>> Begin Supplied text

6. The method of claim 1, wherein generating at least one pulsed optical signal comprises generating the pulsed optical signal to have a duration sufficiently short so that the signal will have sufficient energy to generate the combustive reaction of the solid fuel.
7. The method of claim 1, wherein modulating the pulsed optical signal to initially have a first peak power comprises modulating the pulsed optical signal to have a first portion having a peak power sufficient to initiate the combustive reaction in the solid fuel.
8. The method of claim 7, wherein modulating the pulsed optical signal to have a second peak power comprises modulating the pulsed optical signal to have a second portion having a peak power sufficient to sustain the combustive reaction until sufficient exothermic energy is released by the combustive reaction to make the reaction self-sustaining.
9. The method of claim 1, wherein modulating the pulsed optical signal to initially have a first peak power comprises modulating a plurality of pulsed optical signals wherein a first pulsed optical signal has a peak power sufficient to initiate the combustive reaction in the solid fuel.
10. The method of claim 9, wherein modulating the pulsed optical signal to have a second peak power comprises modulating at least one second pulsed optical signal generated subsequent to the first pulsed optical signal to have a peak power sufficient to sustain the combustive reaction until sufficient exothermic energy is released by the combustive reaction to make the reaction self-sustaining.
11. The method of claim 10, wherein generating at least one pulsed optical signal comprises generating the first pulsed optical signal a predetermined time prior to generating the second pulsed optical signal so that all the energy of the second pulsed optical signal will be uniformly absorbed by the solid fuel without causing undesirable optical processes to interfere with the initiation of the combustive reaction.
12. The method of claim 1, wherein modulating the pulsed optical signal comprises modulating the pulsed optical signal in accordance with the equation:

I cr ={mcE I(1+(ωτ)2)]/[2πe 2 τ]}[g+1/τρ logecr0)]
where ρcr is the critical electron number for breakdown, τρ is the or optical signal pulse width; m, e, c are the electron constants; ω is the optical field frequency; EI is the ionization energy of the solid fuel or an oxidizer; τ is the momentum transfer collision time; g is the electron loss rate; and ρ0 is the initial electron density.

>> End Supplied text
>> Begin Recorded data

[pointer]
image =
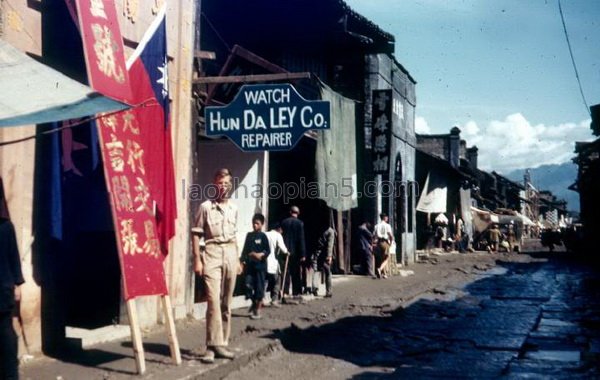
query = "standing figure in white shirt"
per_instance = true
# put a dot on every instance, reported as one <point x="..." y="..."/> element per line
<point x="278" y="248"/>
<point x="385" y="237"/>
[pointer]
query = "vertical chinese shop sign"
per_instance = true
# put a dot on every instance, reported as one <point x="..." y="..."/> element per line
<point x="103" y="48"/>
<point x="122" y="154"/>
<point x="382" y="129"/>
<point x="135" y="224"/>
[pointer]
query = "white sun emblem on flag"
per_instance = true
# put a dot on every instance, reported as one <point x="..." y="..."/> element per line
<point x="164" y="80"/>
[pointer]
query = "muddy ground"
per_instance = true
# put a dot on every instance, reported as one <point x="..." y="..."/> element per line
<point x="398" y="327"/>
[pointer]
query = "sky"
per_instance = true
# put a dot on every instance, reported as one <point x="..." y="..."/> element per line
<point x="500" y="70"/>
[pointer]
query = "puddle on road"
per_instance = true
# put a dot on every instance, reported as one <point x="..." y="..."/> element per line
<point x="561" y="356"/>
<point x="555" y="323"/>
<point x="496" y="271"/>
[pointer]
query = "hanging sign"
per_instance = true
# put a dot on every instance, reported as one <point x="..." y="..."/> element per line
<point x="103" y="47"/>
<point x="125" y="169"/>
<point x="267" y="117"/>
<point x="382" y="128"/>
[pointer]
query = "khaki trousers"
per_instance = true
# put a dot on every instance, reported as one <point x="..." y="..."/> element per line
<point x="220" y="271"/>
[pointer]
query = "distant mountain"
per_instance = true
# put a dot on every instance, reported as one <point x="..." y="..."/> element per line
<point x="555" y="178"/>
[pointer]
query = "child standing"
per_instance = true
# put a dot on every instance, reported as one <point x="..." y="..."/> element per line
<point x="254" y="259"/>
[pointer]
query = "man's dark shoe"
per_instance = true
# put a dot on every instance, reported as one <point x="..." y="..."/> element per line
<point x="208" y="357"/>
<point x="289" y="301"/>
<point x="223" y="353"/>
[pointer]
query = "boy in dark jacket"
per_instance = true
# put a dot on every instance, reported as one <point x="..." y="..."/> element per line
<point x="254" y="259"/>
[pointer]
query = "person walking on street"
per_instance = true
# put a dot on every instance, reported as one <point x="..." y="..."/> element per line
<point x="495" y="235"/>
<point x="293" y="237"/>
<point x="277" y="248"/>
<point x="218" y="263"/>
<point x="11" y="279"/>
<point x="254" y="260"/>
<point x="385" y="237"/>
<point x="324" y="258"/>
<point x="365" y="241"/>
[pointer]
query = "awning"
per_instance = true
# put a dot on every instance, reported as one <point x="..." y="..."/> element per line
<point x="336" y="153"/>
<point x="434" y="196"/>
<point x="33" y="93"/>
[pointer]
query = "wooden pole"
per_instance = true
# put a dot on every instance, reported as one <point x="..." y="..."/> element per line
<point x="171" y="332"/>
<point x="136" y="337"/>
<point x="340" y="242"/>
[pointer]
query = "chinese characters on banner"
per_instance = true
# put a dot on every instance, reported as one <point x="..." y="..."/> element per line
<point x="381" y="130"/>
<point x="133" y="214"/>
<point x="123" y="154"/>
<point x="103" y="48"/>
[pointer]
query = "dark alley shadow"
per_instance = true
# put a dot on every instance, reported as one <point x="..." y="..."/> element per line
<point x="96" y="358"/>
<point x="479" y="335"/>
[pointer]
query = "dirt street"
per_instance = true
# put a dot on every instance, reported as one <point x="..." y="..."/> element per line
<point x="324" y="338"/>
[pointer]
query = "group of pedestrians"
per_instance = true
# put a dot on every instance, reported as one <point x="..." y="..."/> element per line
<point x="375" y="247"/>
<point x="275" y="261"/>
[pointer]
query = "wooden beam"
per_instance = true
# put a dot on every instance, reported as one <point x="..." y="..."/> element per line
<point x="257" y="60"/>
<point x="252" y="78"/>
<point x="203" y="54"/>
<point x="171" y="332"/>
<point x="136" y="337"/>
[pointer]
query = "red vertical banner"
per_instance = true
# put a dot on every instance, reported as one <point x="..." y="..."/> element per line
<point x="132" y="206"/>
<point x="103" y="48"/>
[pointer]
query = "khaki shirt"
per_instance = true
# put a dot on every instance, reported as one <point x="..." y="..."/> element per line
<point x="216" y="222"/>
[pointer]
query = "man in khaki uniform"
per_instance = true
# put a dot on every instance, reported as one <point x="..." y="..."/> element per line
<point x="216" y="222"/>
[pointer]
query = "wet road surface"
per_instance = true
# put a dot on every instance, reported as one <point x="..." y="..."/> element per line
<point x="521" y="320"/>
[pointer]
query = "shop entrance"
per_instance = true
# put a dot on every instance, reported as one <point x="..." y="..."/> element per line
<point x="399" y="208"/>
<point x="75" y="256"/>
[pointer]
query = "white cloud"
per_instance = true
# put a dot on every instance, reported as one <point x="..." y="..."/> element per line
<point x="470" y="129"/>
<point x="421" y="126"/>
<point x="514" y="143"/>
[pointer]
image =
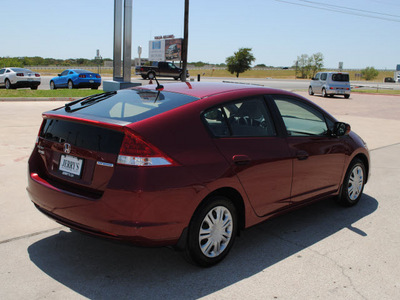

>> End Recorded data

## [Prompt]
Answer the following questions using the patent claims.
(a) According to claim 8, the second portion of the pulsed optical signal must have a peak power sufficient to do what?
(b) According to claim 11, why is the first pulsed optical signal generated a predetermined time before the second pulsed optical signal?
(c) In the definitions following the equation in claim 12, what does g denote?

## [Finished task]
(a) It must sustain the combustive reaction until sufficient exothermic energy is released by the combustive reaction to make the reaction self-sustaining.
(b) This timing ensures that all the energy of the second pulsed optical signal will be uniformly absorbed by the solid fuel without causing undesirable optical processes to interfere with the initiation of the combustive reaction.
(c) It denotes the electron loss rate.